- WRITTEN INSTRUCTION
Transcribe, without alteration, the stretch of the thread-library assignment excerpt from "Recommended Procedure" through "sthread_queue.h and sthread_ctx.h).".

- EXCERPT PROVIDED

....

A routine to initialize your data structures (sthread_user_init()).

The routines in sthread_ctx.h do all of the stack manipulation, PC changing, register storing, etc. Rather than focusing on that, this assignment focuses on managing the thread contexts. Viewed as a layered system, you need to implement the grey box below:

At the top layer, applications will use the sthread package (through the API defined in sthread.h). sthread.c will then call either the routines in sthread_pthread.c or your routines in sthread_user.c (it chooses based on the value passed to sthread_init()). Your sthread_user.c, in turn, builds on the sthread_ctx functions (as described in sthread_ctx.h).

Applications (the top-layer) may not use any routines except those listed in sthread.h. They must not know how the threads are implemented; they simply request that threads be created (after initializing the library), and maybe request yeilds/exits. For example, they have no access to sthread_queue. Nor do they keep lists of running threads around; that is the job of the grey box, to encapsulate and hide from the applications.

Similarly, your grey box - sthread_user.c - should not need to know how sthread_ctx is implemented, nor should it modify any functionality in that file. Do not attempt to modify the sthread_ctx_t directly; use the routines declared in sthread_ctx.h.

Recommended Procedure

Figure out what each function you need to implement does. Look at some of the test programs to see usage examples.
Examine the supporting routines we've provided (primarily in sthread_queue.h and sthread_ctx.h).
Design your threading algorithm: When are threads put on the ready queue? When are threads removed? Where is sthread_switch called?

....

- RECORD LIST
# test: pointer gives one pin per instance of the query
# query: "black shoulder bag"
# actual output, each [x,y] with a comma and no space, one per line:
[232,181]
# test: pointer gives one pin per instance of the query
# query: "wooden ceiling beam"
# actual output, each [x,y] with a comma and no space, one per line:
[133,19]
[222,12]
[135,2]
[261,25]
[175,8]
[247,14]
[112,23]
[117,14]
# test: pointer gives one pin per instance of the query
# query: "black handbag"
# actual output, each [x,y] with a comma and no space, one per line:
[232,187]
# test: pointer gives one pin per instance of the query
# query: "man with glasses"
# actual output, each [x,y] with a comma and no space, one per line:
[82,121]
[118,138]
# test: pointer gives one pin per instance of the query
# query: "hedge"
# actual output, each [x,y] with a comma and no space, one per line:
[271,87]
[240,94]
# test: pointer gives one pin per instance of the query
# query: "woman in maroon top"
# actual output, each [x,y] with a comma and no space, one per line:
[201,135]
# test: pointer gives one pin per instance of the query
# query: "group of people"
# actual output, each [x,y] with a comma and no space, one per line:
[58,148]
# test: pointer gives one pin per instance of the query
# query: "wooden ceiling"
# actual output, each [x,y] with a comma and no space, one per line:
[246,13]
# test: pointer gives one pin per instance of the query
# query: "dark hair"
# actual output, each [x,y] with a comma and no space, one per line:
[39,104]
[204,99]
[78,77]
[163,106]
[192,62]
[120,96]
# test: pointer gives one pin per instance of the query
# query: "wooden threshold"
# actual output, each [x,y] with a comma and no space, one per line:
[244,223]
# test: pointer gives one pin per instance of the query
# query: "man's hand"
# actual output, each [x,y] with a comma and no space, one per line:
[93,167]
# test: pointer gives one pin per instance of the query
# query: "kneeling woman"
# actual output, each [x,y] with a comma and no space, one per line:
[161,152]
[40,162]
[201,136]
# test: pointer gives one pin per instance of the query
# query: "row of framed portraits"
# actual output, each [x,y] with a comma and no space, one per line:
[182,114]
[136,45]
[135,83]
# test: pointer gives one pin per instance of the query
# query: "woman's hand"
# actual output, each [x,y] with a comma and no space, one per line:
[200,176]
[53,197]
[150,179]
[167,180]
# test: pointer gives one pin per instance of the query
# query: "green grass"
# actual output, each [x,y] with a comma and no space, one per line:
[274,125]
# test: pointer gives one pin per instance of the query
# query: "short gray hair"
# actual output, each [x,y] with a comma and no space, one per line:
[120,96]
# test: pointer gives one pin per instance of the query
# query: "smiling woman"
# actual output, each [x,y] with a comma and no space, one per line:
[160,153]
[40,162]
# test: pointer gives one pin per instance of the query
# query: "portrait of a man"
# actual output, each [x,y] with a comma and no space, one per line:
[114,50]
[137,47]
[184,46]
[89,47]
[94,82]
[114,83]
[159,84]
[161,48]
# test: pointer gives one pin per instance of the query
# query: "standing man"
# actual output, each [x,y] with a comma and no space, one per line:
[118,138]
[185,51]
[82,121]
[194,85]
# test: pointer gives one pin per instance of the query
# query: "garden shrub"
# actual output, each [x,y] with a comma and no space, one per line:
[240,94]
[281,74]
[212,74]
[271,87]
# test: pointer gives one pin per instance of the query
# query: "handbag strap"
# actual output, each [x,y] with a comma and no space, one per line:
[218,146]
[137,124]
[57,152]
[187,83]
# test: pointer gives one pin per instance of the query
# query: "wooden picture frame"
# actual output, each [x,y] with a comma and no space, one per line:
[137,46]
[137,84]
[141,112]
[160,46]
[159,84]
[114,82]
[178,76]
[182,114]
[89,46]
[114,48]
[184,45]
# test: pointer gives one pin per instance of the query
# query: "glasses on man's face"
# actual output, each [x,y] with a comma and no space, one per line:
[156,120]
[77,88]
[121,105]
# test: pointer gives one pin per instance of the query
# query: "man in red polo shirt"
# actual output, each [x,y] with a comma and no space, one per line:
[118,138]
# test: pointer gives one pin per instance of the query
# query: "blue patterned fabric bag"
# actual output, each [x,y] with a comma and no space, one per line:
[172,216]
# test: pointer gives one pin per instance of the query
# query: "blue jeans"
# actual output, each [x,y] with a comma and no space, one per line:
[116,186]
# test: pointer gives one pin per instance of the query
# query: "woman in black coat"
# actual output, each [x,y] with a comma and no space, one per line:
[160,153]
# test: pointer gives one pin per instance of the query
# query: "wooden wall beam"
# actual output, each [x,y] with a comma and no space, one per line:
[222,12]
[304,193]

....

- COMPLETED EXERCISE
Recommended Procedure

Figure out what each function you need to implement does. Look at some of the test programs to see usage examples.
Examine the supporting routines we've provided (primarily in sthread_queue.h and sthread_ctx.h).